WORK REQUIRED: How many lines in the entries below contain the word "target"? Case counts. Reply with only the number.

Stored entries:
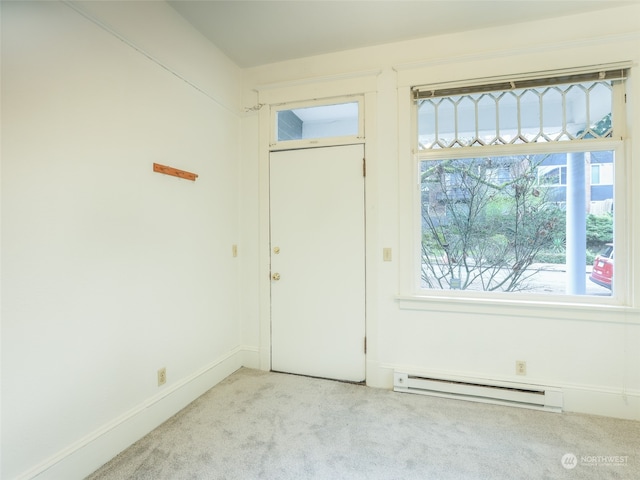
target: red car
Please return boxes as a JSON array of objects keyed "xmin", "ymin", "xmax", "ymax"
[{"xmin": 589, "ymin": 243, "xmax": 613, "ymax": 290}]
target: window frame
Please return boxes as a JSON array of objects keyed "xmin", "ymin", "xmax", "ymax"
[{"xmin": 408, "ymin": 75, "xmax": 632, "ymax": 308}]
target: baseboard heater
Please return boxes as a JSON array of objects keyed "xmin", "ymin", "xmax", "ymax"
[{"xmin": 393, "ymin": 371, "xmax": 562, "ymax": 413}]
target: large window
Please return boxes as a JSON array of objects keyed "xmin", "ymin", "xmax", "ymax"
[{"xmin": 413, "ymin": 71, "xmax": 624, "ymax": 296}]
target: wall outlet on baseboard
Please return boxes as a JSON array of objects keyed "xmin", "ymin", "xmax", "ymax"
[{"xmin": 158, "ymin": 367, "xmax": 167, "ymax": 386}]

FINISHED EXERCISE: 5